Stored data

--

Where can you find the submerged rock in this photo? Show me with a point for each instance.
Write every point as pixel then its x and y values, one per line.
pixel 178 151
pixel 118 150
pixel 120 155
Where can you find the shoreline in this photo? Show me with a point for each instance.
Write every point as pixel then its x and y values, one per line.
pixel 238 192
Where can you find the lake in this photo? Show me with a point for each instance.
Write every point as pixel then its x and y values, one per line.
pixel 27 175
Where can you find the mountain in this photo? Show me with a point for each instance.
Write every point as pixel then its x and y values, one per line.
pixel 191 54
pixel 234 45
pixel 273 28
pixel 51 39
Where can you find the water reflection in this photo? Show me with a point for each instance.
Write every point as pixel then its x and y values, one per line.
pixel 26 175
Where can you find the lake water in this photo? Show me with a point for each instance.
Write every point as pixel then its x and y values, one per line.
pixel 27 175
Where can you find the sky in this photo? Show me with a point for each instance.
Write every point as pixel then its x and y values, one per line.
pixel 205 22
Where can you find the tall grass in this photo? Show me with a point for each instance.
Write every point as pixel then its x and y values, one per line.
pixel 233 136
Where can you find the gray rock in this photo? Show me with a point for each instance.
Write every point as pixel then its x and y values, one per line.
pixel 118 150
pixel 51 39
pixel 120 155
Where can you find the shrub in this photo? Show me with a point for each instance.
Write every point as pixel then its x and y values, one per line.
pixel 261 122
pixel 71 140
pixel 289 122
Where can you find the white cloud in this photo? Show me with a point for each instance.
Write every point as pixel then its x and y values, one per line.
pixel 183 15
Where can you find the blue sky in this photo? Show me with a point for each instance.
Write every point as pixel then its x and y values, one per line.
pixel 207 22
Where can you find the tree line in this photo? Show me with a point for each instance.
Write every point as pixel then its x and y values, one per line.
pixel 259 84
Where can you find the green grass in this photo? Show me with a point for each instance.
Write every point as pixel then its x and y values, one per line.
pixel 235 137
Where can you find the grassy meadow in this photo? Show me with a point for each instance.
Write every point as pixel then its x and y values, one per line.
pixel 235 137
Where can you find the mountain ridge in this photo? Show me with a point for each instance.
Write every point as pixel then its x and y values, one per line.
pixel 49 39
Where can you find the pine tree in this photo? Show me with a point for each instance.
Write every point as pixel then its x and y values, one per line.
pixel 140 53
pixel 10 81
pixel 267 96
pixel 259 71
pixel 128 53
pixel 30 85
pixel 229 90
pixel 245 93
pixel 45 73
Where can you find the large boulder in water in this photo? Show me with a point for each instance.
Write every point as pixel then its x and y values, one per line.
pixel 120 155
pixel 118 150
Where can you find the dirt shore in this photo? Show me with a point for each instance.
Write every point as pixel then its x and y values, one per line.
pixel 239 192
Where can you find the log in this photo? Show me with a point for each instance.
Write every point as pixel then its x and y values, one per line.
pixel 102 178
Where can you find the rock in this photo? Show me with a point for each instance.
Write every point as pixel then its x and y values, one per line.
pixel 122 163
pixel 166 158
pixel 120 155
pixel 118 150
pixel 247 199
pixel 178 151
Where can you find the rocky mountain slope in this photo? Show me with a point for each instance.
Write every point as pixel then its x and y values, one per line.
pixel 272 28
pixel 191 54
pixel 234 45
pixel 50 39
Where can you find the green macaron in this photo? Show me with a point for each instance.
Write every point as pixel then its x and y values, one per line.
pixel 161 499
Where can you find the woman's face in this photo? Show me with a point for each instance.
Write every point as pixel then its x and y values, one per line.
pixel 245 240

--

List all lines above in which the string "water" appears.

Your response:
Where can you find the water reflection in this photo? Show me with a point for each instance.
Where can you find the lake water in this photo? Show me with a point for each instance.
Where can you find the large boulder in water in this photo? Show me with a point for each instance.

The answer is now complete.